The reply should be the records repeated exactly, without any images.

=-=-=

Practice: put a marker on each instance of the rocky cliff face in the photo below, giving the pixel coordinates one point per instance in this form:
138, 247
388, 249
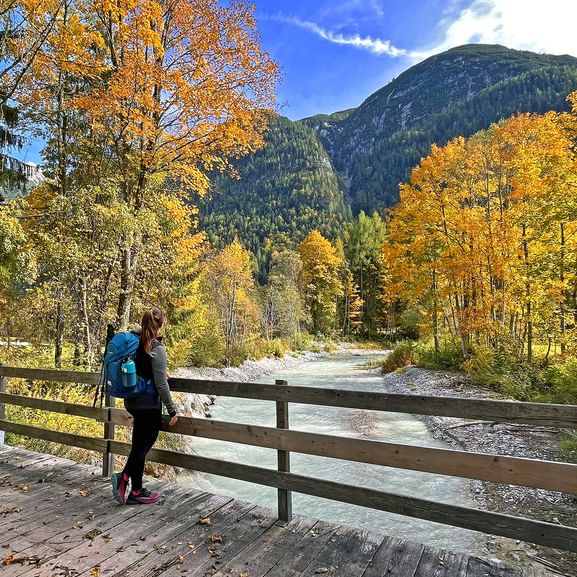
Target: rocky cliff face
372, 148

=-=-=

SOLUTION TO THE PROBLEM:
Practice: put a marker on each instance of the rocky cliff face in the photo below, giving the pixel coordinates one point per instance in this form:
138, 247
388, 249
Target: rocky cliff face
372, 148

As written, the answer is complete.